---------- Verilen metin ----------

Kaşıkçı cinayetinde yeni detaylar: 'Sakın araca dokunmayın'
Suudi gazeteci Cemal Kaşıkçı cinayetine dair dikkat çeken yeni detaylar ortaya çıktı.

Oluşturma Tarihi: 2020-04-12 14:19:43

Güncelleme Tarihi: 2020-04-12 14:19:43

Gazeteci Cemal Kaşıkçı'nın katillerinin arasında yer aldığı 20 şüpheliye yönelik hazırlanan iddianame İstanbul Ağır Ceza Mahkemesi tarafından kabul edildi. İstanbul Cumhuriyet Başsavcılığı tarafından hazırlanan iddianamede, Suudi Arabistan İstanbul Başkonsolosluğu çalışanları, AK Parti Genel Başkan Yardımcısı Yasin Aktay, Mısırlı eski siyasetçi Ayman Nour, gazeteci Turan Kışlakçı'nın da aralarında bulunduğu 54 ismin tanık ve bilgi alma amacıyla ifadesine başvuruldu. Özellikle konsolosluk çalışanlarının ifadesine göre Kaşıkçı'nın konsolosluğa girdiği andan itibaren, konsoloslukta olağanüstü bir hareketlilik oluştu. Suudi Arabistan İstanbul Başkonsolosu Al Otaibi'nin cinayetten 3 hafta önce yıllık izne çıktığı, cinayetten bir gün önceye kadar şehir dışında olduğu ortaya çıktı.

---------- Saklanan kayıtlar ----------

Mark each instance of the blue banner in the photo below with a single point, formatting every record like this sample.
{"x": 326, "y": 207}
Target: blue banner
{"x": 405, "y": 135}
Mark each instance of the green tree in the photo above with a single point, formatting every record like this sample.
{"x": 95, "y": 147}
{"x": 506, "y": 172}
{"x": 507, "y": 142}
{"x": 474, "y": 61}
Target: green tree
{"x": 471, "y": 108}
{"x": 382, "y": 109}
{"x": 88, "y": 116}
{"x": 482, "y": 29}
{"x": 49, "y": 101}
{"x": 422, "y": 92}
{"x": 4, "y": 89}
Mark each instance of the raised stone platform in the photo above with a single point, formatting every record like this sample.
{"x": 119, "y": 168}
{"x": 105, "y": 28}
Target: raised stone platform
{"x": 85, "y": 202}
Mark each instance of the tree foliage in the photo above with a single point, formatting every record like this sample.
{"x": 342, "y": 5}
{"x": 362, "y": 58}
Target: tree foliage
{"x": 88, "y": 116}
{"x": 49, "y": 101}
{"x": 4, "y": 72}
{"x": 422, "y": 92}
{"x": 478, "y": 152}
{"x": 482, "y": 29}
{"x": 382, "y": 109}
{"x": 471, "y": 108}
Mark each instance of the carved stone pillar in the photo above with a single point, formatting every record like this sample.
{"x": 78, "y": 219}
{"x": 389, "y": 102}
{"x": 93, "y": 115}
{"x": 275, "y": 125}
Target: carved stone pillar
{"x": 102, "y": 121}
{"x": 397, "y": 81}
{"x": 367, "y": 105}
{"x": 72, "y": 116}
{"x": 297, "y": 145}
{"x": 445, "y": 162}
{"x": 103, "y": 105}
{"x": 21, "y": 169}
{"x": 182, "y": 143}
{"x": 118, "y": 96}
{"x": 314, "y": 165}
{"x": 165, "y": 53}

----------

**Yazılı alıştırma**
Verilen metinden "Oluşturma Tarihi: 2020-04-12" ile "olduğu ortaya çıktı." arasındaki bölümü, bu iki ifade de dâhil olmak üzere hiçbir değişiklik yapmadan yazınız. Bu alıştırmada satırlara ihtiyaç yoktur.

**Çözümlü soru**
Oluşturma Tarihi: 2020-04-12 14:19:43

Güncelleme Tarihi: 2020-04-12 14:19:43

Gazeteci Cemal Kaşıkçı'nın katillerinin arasında yer aldığı 20 şüpheliye yönelik hazırlanan iddianame İstanbul Ağır Ceza Mahkemesi tarafından kabul edildi. İstanbul Cumhuriyet Başsavcılığı tarafından hazırlanan iddianamede, Suudi Arabistan İstanbul Başkonsolosluğu çalışanları, AK Parti Genel Başkan Yardımcısı Yasin Aktay, Mısırlı eski siyasetçi Ayman Nour, gazeteci Turan Kışlakçı'nın da aralarında bulunduğu 54 ismin tanık ve bilgi alma amacıyla ifadesine başvuruldu. Özellikle konsolosluk çalışanlarının ifadesine göre Kaşıkçı'nın konsolosluğa girdiği andan itibaren, konsoloslukta olağanüstü bir hareketlilik oluştu. Suudi Arabistan İstanbul Başkonsolosu Al Otaibi'nin cinayetten 3 hafta önce yıllık izne çıktığı, cinayetten bir gün önceye kadar şehir dışında olduğu ortaya çıktı.